Outline labeling records
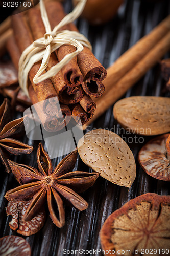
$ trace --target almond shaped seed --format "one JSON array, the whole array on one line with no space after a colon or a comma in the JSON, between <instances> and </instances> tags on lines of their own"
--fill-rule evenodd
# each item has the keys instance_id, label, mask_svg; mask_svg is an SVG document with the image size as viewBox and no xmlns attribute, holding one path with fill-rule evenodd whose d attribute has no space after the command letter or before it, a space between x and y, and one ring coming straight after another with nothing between
<instances>
[{"instance_id":1,"label":"almond shaped seed","mask_svg":"<svg viewBox=\"0 0 170 256\"><path fill-rule=\"evenodd\" d=\"M159 249L170 251L169 225L170 196L147 193L108 217L100 233L102 248L112 252L107 255L141 255L142 249L155 249L154 255L160 256Z\"/></svg>"},{"instance_id":2,"label":"almond shaped seed","mask_svg":"<svg viewBox=\"0 0 170 256\"><path fill-rule=\"evenodd\" d=\"M29 244L23 238L16 236L6 236L0 238L0 253L4 256L31 256Z\"/></svg>"},{"instance_id":3,"label":"almond shaped seed","mask_svg":"<svg viewBox=\"0 0 170 256\"><path fill-rule=\"evenodd\" d=\"M170 98L132 96L119 100L113 115L133 133L157 135L170 132Z\"/></svg>"},{"instance_id":4,"label":"almond shaped seed","mask_svg":"<svg viewBox=\"0 0 170 256\"><path fill-rule=\"evenodd\" d=\"M118 135L105 129L90 131L79 140L78 150L82 161L102 177L119 186L131 186L136 177L135 161Z\"/></svg>"},{"instance_id":5,"label":"almond shaped seed","mask_svg":"<svg viewBox=\"0 0 170 256\"><path fill-rule=\"evenodd\" d=\"M170 134L150 140L139 152L140 165L148 174L159 180L170 181L170 155L166 142Z\"/></svg>"}]
</instances>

● CHALLENGE
Format every line of the data above as a Markdown table with the columns "Row" and "Line", numbering the rows and skipping blank lines. Leave the pictures out of the answer.

● COMPLETE OUTPUT
| Row | Line |
|---|---|
| 1 | $ trace --target almond shaped seed --format "one JSON array, the whole array on one line with no space after a colon or a comma in the JSON, between <instances> and </instances> tags on lines of their own" |
| 2 | --fill-rule evenodd |
| 3 | # each item has the keys instance_id, label, mask_svg; mask_svg is an SVG document with the image size as viewBox and no xmlns attribute, holding one path with fill-rule evenodd whose d attribute has no space after the command letter or before it, a space between x and y, and one ring coming straight after another with nothing between |
| 4 | <instances> |
| 5 | [{"instance_id":1,"label":"almond shaped seed","mask_svg":"<svg viewBox=\"0 0 170 256\"><path fill-rule=\"evenodd\" d=\"M159 249L170 251L169 225L170 196L147 193L108 217L100 233L102 248L112 252L107 255L141 255L142 249L155 249L154 255L160 256Z\"/></svg>"},{"instance_id":2,"label":"almond shaped seed","mask_svg":"<svg viewBox=\"0 0 170 256\"><path fill-rule=\"evenodd\" d=\"M29 244L23 238L16 236L6 236L0 238L0 253L4 256L31 256Z\"/></svg>"},{"instance_id":3,"label":"almond shaped seed","mask_svg":"<svg viewBox=\"0 0 170 256\"><path fill-rule=\"evenodd\" d=\"M170 98L132 96L119 100L113 115L133 133L157 135L170 132Z\"/></svg>"},{"instance_id":4,"label":"almond shaped seed","mask_svg":"<svg viewBox=\"0 0 170 256\"><path fill-rule=\"evenodd\" d=\"M118 135L105 129L90 131L79 140L78 150L82 161L102 177L119 186L131 186L136 177L135 161Z\"/></svg>"},{"instance_id":5,"label":"almond shaped seed","mask_svg":"<svg viewBox=\"0 0 170 256\"><path fill-rule=\"evenodd\" d=\"M170 134L150 140L139 152L140 165L148 174L159 180L170 181L170 155L166 142Z\"/></svg>"}] |
| 6 | </instances> |